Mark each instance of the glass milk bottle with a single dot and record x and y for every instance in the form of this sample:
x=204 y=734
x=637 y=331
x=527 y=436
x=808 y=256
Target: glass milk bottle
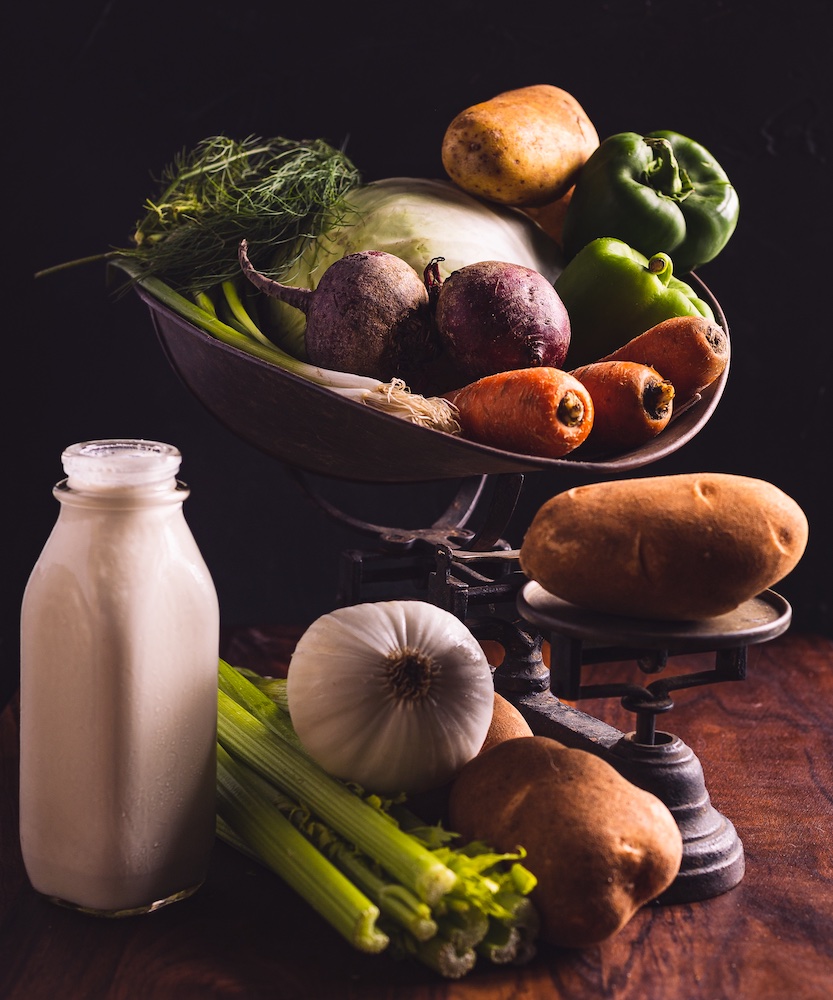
x=119 y=652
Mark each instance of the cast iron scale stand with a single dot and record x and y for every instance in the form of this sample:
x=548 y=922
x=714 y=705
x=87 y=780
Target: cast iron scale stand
x=475 y=575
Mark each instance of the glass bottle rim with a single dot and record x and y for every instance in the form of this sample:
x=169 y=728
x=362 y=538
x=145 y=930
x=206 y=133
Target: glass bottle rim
x=119 y=462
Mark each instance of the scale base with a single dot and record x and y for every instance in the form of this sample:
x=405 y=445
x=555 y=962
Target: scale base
x=713 y=859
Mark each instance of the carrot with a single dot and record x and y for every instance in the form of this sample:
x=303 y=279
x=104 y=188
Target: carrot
x=539 y=411
x=632 y=403
x=690 y=351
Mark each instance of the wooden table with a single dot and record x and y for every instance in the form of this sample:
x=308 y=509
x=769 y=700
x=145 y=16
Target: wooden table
x=766 y=745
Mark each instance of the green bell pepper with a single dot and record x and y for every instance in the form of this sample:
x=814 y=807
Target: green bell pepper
x=612 y=293
x=660 y=193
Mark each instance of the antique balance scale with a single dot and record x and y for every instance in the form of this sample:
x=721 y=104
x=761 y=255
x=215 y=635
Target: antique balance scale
x=462 y=564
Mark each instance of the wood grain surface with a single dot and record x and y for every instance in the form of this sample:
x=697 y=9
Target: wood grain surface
x=766 y=745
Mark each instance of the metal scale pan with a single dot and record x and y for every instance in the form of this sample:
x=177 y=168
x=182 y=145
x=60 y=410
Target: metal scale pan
x=312 y=429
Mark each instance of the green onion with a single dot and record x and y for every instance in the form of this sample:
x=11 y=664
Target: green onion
x=390 y=397
x=295 y=859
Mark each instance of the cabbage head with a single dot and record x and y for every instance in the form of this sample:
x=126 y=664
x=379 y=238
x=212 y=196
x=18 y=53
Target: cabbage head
x=417 y=219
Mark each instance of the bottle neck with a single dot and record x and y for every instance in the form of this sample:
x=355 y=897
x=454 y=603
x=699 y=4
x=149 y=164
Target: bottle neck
x=120 y=472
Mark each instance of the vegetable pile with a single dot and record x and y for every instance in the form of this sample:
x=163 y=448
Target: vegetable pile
x=545 y=248
x=382 y=879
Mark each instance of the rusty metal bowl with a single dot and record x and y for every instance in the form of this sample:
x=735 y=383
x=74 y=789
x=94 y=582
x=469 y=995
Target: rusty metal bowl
x=316 y=431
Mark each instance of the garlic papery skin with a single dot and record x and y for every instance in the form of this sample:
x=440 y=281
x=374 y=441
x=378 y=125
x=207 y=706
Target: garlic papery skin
x=395 y=696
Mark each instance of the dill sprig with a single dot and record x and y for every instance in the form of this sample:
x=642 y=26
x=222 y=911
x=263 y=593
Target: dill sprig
x=276 y=193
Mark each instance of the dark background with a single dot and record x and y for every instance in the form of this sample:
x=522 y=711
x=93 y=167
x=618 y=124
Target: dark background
x=101 y=96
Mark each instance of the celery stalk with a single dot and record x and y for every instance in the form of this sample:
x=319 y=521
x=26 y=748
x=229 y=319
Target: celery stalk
x=288 y=853
x=395 y=902
x=249 y=739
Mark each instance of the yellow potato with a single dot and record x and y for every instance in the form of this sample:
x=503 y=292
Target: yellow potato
x=599 y=846
x=522 y=147
x=684 y=547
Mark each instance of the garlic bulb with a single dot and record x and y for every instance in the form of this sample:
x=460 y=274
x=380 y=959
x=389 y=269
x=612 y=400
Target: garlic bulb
x=396 y=695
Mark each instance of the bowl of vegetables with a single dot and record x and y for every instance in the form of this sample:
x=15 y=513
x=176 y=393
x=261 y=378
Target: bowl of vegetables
x=245 y=354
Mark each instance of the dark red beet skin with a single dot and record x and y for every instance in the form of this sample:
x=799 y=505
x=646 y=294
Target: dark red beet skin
x=494 y=317
x=369 y=315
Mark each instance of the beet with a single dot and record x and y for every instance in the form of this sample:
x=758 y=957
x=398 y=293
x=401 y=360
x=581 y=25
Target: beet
x=369 y=315
x=494 y=317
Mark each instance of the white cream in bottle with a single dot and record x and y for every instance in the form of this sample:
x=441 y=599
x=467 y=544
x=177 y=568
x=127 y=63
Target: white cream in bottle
x=119 y=649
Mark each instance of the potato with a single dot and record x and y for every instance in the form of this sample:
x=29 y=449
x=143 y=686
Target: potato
x=599 y=846
x=522 y=147
x=682 y=547
x=507 y=724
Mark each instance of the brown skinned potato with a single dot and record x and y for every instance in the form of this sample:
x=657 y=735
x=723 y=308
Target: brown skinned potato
x=684 y=547
x=507 y=724
x=599 y=846
x=522 y=147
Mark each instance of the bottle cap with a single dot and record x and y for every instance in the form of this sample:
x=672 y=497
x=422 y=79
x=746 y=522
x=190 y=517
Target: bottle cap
x=120 y=462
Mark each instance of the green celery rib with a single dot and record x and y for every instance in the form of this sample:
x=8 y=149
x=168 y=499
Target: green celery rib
x=290 y=855
x=245 y=736
x=394 y=901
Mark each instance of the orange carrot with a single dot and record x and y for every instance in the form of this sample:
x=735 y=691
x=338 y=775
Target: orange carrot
x=632 y=403
x=533 y=411
x=690 y=351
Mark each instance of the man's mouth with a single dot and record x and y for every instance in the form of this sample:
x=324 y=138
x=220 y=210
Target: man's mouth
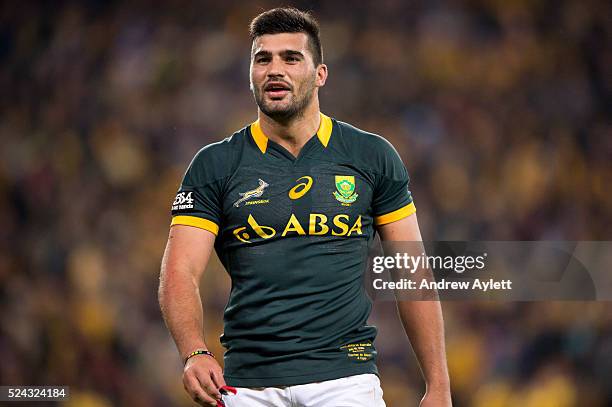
x=277 y=90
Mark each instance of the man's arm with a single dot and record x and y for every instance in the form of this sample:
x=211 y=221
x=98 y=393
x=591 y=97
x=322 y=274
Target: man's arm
x=185 y=258
x=422 y=321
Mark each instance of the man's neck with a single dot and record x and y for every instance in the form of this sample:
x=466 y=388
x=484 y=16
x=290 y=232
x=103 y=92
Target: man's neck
x=293 y=134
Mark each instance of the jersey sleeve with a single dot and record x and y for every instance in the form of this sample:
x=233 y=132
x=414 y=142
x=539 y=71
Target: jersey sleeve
x=198 y=200
x=392 y=199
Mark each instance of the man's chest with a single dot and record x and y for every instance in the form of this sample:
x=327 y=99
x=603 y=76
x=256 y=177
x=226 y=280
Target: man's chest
x=314 y=198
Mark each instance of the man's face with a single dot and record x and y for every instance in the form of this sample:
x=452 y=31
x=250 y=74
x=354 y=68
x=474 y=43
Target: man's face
x=283 y=75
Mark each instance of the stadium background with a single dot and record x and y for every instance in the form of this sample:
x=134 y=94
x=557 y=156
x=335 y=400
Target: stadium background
x=500 y=109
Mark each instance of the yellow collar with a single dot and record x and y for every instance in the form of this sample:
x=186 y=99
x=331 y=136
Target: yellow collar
x=324 y=133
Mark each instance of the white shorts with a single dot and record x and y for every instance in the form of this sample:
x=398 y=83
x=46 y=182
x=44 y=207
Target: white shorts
x=354 y=391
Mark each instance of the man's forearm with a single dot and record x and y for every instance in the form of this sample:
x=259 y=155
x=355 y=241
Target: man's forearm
x=422 y=321
x=179 y=299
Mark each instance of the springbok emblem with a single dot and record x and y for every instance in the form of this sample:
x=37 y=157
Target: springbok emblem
x=253 y=193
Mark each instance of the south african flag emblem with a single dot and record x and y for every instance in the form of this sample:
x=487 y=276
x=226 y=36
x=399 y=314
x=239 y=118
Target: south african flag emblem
x=345 y=185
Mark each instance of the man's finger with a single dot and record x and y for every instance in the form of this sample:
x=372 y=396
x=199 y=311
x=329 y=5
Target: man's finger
x=218 y=379
x=197 y=392
x=209 y=387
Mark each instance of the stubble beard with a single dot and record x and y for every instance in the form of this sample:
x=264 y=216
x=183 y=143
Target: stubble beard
x=295 y=109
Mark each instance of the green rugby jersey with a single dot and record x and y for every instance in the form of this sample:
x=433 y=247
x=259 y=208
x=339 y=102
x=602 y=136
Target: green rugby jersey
x=293 y=234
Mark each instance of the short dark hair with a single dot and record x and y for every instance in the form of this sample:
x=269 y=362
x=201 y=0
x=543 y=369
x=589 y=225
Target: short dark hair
x=289 y=20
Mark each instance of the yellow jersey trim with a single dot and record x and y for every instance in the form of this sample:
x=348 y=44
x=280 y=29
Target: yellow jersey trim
x=260 y=139
x=196 y=222
x=324 y=133
x=325 y=129
x=396 y=215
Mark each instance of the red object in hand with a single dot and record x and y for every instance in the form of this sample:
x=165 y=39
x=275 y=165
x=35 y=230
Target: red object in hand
x=226 y=390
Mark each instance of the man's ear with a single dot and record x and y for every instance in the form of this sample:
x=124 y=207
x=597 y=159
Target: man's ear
x=321 y=75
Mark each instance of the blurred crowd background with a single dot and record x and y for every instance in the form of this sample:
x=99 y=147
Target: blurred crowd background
x=500 y=110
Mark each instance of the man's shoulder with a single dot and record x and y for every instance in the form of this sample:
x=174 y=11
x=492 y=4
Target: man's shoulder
x=364 y=144
x=217 y=160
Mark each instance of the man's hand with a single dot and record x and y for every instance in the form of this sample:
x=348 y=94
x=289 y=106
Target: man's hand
x=202 y=378
x=436 y=398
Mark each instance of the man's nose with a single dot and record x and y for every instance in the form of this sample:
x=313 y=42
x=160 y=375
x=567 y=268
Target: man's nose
x=275 y=68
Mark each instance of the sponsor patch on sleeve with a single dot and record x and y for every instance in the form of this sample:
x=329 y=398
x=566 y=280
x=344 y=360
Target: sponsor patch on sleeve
x=184 y=201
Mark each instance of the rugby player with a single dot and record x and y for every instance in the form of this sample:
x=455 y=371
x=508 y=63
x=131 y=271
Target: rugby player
x=290 y=203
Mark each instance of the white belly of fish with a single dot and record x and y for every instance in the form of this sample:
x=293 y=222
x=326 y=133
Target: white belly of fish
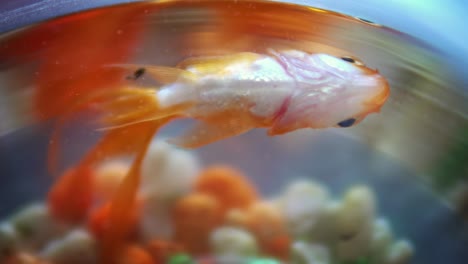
x=260 y=88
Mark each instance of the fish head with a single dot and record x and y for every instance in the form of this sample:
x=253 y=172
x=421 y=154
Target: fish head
x=330 y=92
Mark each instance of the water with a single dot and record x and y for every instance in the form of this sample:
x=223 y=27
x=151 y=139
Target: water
x=413 y=154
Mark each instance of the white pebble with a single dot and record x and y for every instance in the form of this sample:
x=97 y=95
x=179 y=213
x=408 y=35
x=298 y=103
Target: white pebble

....................

## Brief
Check each line of the material for the word "pebble". Copy the ones that have it.

## Answer to the exercise
Mark each instance of the white pebble with a single dot and record x and y for every instance in the form of this sample:
Target: white pebble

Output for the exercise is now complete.